— START OF Material —
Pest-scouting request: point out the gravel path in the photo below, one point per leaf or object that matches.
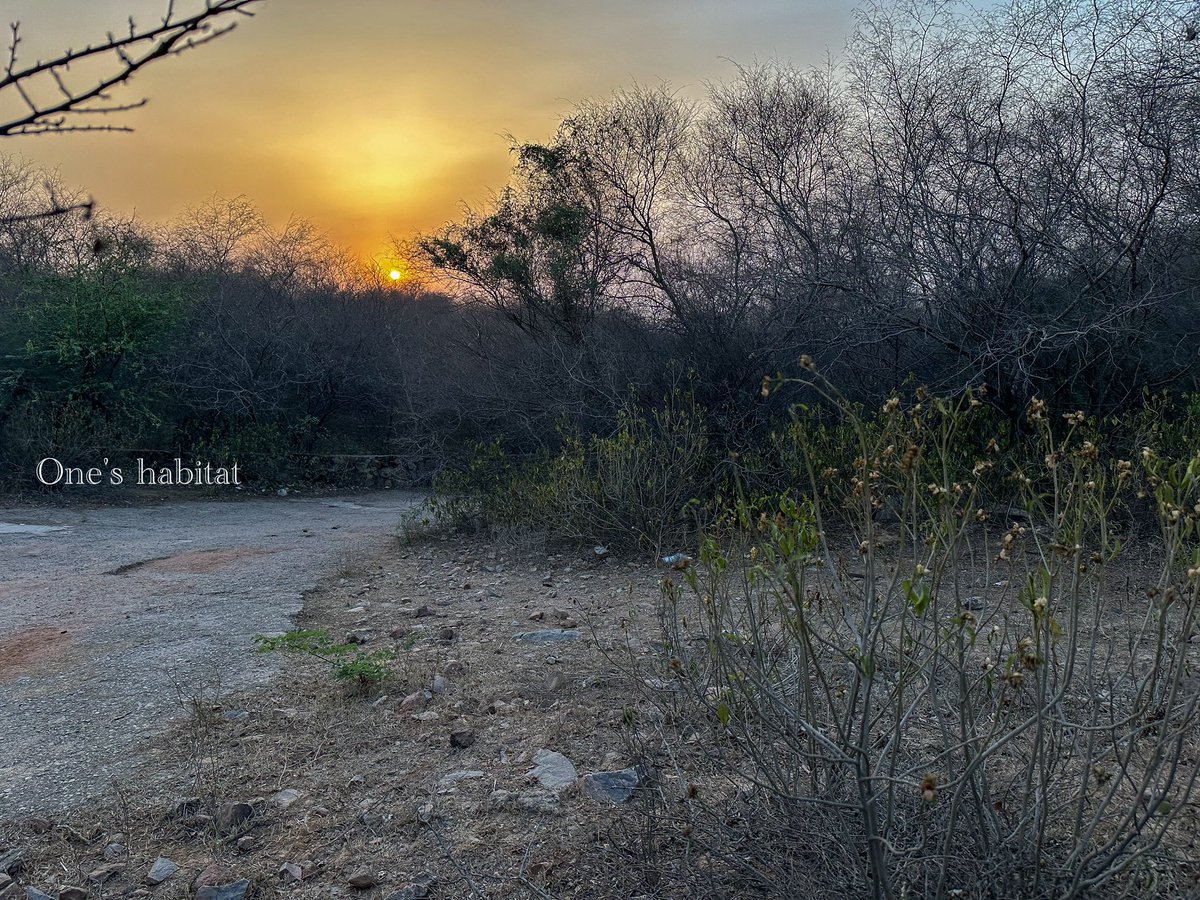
(108, 617)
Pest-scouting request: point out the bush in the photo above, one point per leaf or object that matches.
(981, 705)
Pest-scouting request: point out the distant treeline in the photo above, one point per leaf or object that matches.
(1008, 198)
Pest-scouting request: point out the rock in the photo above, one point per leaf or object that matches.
(210, 877)
(539, 803)
(549, 636)
(160, 871)
(99, 876)
(553, 771)
(233, 816)
(417, 889)
(235, 891)
(12, 861)
(448, 781)
(613, 787)
(286, 797)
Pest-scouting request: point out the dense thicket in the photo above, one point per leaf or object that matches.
(1008, 197)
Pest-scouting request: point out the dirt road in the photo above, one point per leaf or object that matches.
(109, 617)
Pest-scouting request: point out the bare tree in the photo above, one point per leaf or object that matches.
(48, 99)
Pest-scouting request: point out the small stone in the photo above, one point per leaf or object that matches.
(286, 797)
(12, 861)
(417, 889)
(553, 771)
(235, 891)
(210, 877)
(233, 816)
(160, 871)
(613, 787)
(549, 636)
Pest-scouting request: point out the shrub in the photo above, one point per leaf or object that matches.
(981, 705)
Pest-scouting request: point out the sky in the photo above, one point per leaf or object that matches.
(382, 118)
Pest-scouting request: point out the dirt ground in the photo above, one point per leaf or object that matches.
(424, 789)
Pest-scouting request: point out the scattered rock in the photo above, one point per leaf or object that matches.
(286, 797)
(235, 891)
(417, 889)
(553, 771)
(613, 787)
(160, 871)
(549, 636)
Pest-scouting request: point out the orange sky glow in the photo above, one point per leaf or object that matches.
(379, 119)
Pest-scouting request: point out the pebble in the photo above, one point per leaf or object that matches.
(161, 870)
(553, 771)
— END OF Material —
> _Exercise details_: Copy the material word for word, beginning at the line that contains "Pest-scouting request: point out the dirt ground" and stopping after the final line of the material.

> _Completed task_:
Pest-scouting request: point out the dirt ground in the photo above, one point per leaf or object that matches.
(424, 789)
Pest-scouting request: point out the scattered rock in the photo above, one point per leaf or object that matches.
(286, 797)
(235, 891)
(417, 889)
(553, 771)
(613, 787)
(160, 871)
(549, 636)
Pest-scouting request: point out the orange sky glow in the photo above, one point per leaf or object that matches.
(379, 119)
Pest-scouting request: point out the pebble in the photo above, one point per leaf or object that matches.
(161, 870)
(553, 771)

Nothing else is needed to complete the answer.